## Short problem:
Return every line of the records below that contains the word "wall", treating uppercase and lowercase as different.

Dataset entries

* Start *

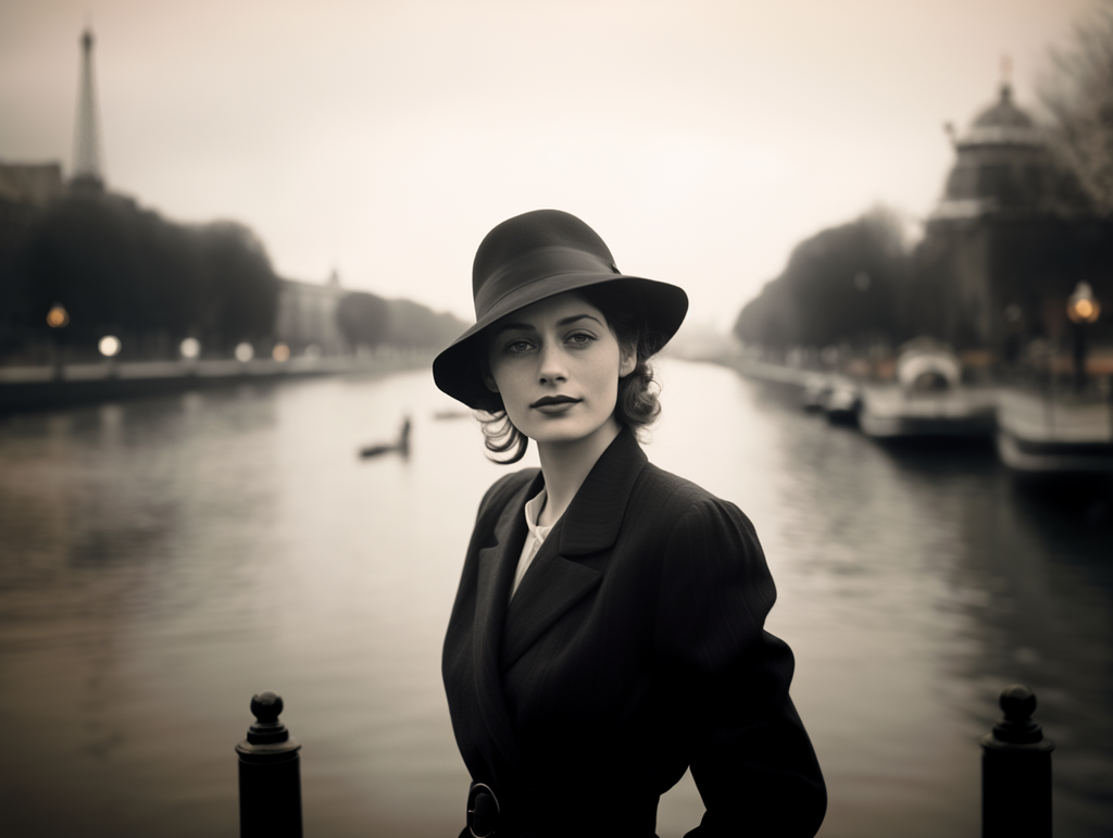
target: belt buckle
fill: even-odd
[[[487,797],[491,800],[490,805],[481,805],[481,797]],[[493,807],[492,807],[493,805]],[[492,811],[493,808],[493,811]],[[499,820],[499,798],[494,796],[494,791],[485,782],[476,782],[472,786],[471,791],[467,792],[467,831],[472,834],[472,838],[490,838],[494,834],[494,826]],[[481,824],[476,824],[476,816],[479,816]],[[475,827],[479,826],[481,829],[486,829],[485,832],[476,832]]]

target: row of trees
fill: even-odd
[[[275,337],[283,284],[240,224],[174,224],[122,196],[70,191],[8,227],[16,235],[4,240],[16,245],[0,248],[0,356],[28,345],[91,347],[106,334],[158,354],[187,336],[225,355]],[[69,322],[51,329],[47,313],[58,304]],[[463,328],[450,314],[365,292],[344,295],[336,316],[352,348],[440,347]]]
[[[61,338],[112,334],[200,337],[232,346],[270,334],[279,280],[240,224],[184,226],[116,195],[70,193],[29,225],[0,270],[9,341],[41,337],[61,304]]]
[[[405,349],[447,346],[465,328],[447,313],[408,299],[384,299],[367,292],[345,295],[336,310],[341,333],[352,346]]]
[[[900,219],[876,208],[797,245],[780,276],[742,308],[735,334],[778,348],[895,345],[910,336],[902,312],[910,274]]]

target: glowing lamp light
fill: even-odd
[[[181,345],[178,346],[178,352],[181,353],[181,357],[193,361],[201,354],[201,342],[196,337],[187,337],[181,342]]]
[[[69,312],[62,308],[60,305],[56,305],[49,312],[47,312],[47,325],[50,328],[62,328],[69,323]]]
[[[116,335],[105,335],[100,338],[100,343],[97,344],[97,348],[100,349],[100,354],[106,358],[112,358],[120,354],[122,345],[120,344],[120,338]]]
[[[1102,304],[1094,299],[1090,283],[1078,283],[1066,299],[1066,316],[1071,323],[1094,323],[1102,313]]]

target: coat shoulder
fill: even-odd
[[[522,469],[499,477],[484,493],[483,500],[480,502],[479,516],[483,517],[484,514],[489,513],[498,515],[511,497],[536,479],[540,471],[540,469]]]
[[[652,463],[642,471],[637,489],[639,503],[659,521],[717,519],[732,521],[749,532],[754,531],[746,513],[735,503]]]

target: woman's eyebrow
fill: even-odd
[[[561,317],[559,321],[556,321],[556,325],[563,327],[563,326],[568,326],[568,325],[570,325],[572,323],[575,323],[577,321],[583,321],[583,319],[594,321],[595,323],[599,323],[600,326],[603,325],[602,323],[599,322],[598,317],[593,317],[592,315],[587,314],[587,313],[584,313],[584,314],[573,314],[573,315],[571,315],[569,317]],[[504,323],[501,326],[499,326],[498,329],[495,329],[495,334],[496,335],[501,335],[503,332],[515,332],[515,331],[516,332],[536,332],[538,327],[534,326],[531,323]]]
[[[599,318],[598,317],[592,317],[590,314],[573,314],[571,317],[563,317],[563,318],[556,321],[556,325],[558,326],[568,326],[571,323],[575,323],[577,321],[583,321],[583,319],[594,321],[595,323],[599,323]],[[599,323],[599,325],[602,326],[603,324]]]

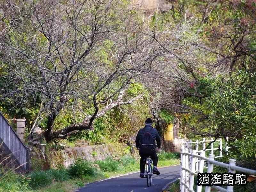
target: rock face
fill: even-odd
[[[174,139],[171,141],[162,141],[161,145],[166,151],[180,153],[181,146],[185,143],[184,139]]]
[[[56,168],[60,165],[68,167],[77,158],[92,162],[96,160],[104,160],[109,156],[115,157],[125,155],[138,158],[137,150],[134,150],[134,153],[131,154],[129,153],[130,150],[127,150],[127,146],[123,143],[118,144],[118,145],[108,144],[65,148],[64,150],[58,151],[51,149],[52,151],[45,154],[45,160],[43,157],[44,154],[42,153],[32,152],[30,153],[30,162],[31,164],[41,167],[38,167],[39,169],[47,169]],[[49,149],[47,150],[49,151]],[[30,167],[32,169],[31,171],[34,166],[31,165]]]
[[[132,0],[132,8],[147,12],[159,11],[169,11],[172,8],[172,4],[164,0]]]

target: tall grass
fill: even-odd
[[[133,157],[131,156],[124,156],[120,158],[121,163],[126,167],[131,165],[134,165],[137,163],[136,159]]]
[[[104,161],[95,161],[94,163],[98,164],[100,170],[104,172],[115,172],[120,169],[120,163],[111,157],[108,157]]]
[[[78,158],[68,167],[68,171],[72,178],[83,178],[86,176],[94,177],[99,173],[97,168],[92,164],[92,162]]]
[[[179,153],[176,152],[170,153],[164,151],[158,153],[157,156],[158,159],[161,161],[179,159],[180,158],[180,154]]]
[[[1,148],[3,142],[0,144]],[[2,157],[0,161],[0,192],[9,191],[31,191],[31,188],[28,186],[25,178],[20,178],[15,174],[15,172],[25,164],[16,167],[11,167],[15,164],[16,159],[12,159],[12,154]]]

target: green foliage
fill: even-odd
[[[180,158],[180,154],[179,153],[170,153],[164,151],[157,153],[157,156],[159,160],[161,161],[179,159]]]
[[[98,155],[98,153],[96,152],[96,151],[93,151],[92,152],[92,153],[91,153],[91,154],[93,157],[94,157],[97,156]]]
[[[73,178],[84,178],[86,176],[94,177],[98,174],[96,168],[92,166],[91,162],[77,158],[73,164],[68,166],[68,171]]]
[[[120,168],[120,163],[110,157],[103,161],[95,161],[94,163],[98,164],[101,170],[104,172],[115,172]]]
[[[227,142],[231,147],[229,157],[250,158],[255,162],[255,73],[242,71],[230,76],[202,78],[200,83],[198,90],[207,97],[201,103],[190,99],[184,101],[187,106],[202,113],[187,117],[194,132],[228,137]]]
[[[161,119],[168,124],[172,123],[174,119],[174,116],[172,113],[165,109],[160,111],[159,116]]]
[[[0,192],[25,192],[32,191],[28,184],[16,181],[7,182],[0,180]]]
[[[125,167],[131,165],[134,165],[136,163],[136,159],[130,156],[123,156],[120,158],[120,161],[122,164]]]
[[[46,174],[52,175],[52,179],[57,182],[63,181],[68,180],[69,178],[68,173],[65,169],[59,170],[50,169],[45,171]]]
[[[50,185],[53,179],[51,172],[44,171],[33,172],[29,177],[28,185],[33,188]]]

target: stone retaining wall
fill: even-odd
[[[174,139],[172,140],[162,141],[161,145],[165,151],[180,153],[180,148],[185,143],[184,139]]]
[[[134,150],[134,153],[131,154],[128,146],[124,143],[67,148],[58,151],[46,149],[46,153],[30,153],[30,171],[35,171],[35,166],[37,166],[38,170],[56,168],[60,166],[67,168],[77,158],[93,162],[96,160],[104,160],[109,156],[118,158],[125,155],[133,156],[135,157],[139,156],[137,150]]]

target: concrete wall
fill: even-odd
[[[169,152],[180,152],[180,148],[185,143],[184,139],[174,139],[171,141],[164,140],[161,141],[163,149]]]
[[[58,151],[51,149],[46,149],[46,150],[47,151],[46,154],[39,152],[30,153],[31,163],[34,164],[31,165],[30,171],[32,171],[33,167],[36,164],[41,166],[39,168],[44,170],[56,168],[60,165],[67,168],[77,158],[93,162],[96,160],[103,160],[108,156],[116,156],[117,157],[125,155],[133,156],[135,157],[139,156],[136,150],[134,153],[131,154],[127,146],[124,143],[118,143],[117,145],[108,144],[74,147]],[[41,165],[39,164],[40,164]]]
[[[0,112],[0,144],[3,141],[4,143],[0,149],[2,152],[4,151],[6,154],[4,155],[12,154],[13,159],[17,159],[16,162],[17,165],[25,164],[22,167],[24,171],[27,170],[29,165],[26,163],[28,160],[27,148],[8,121]]]

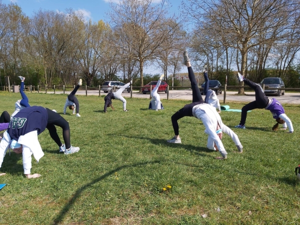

* End *

## Answer below:
target: stone retaining wall
target: concrete wall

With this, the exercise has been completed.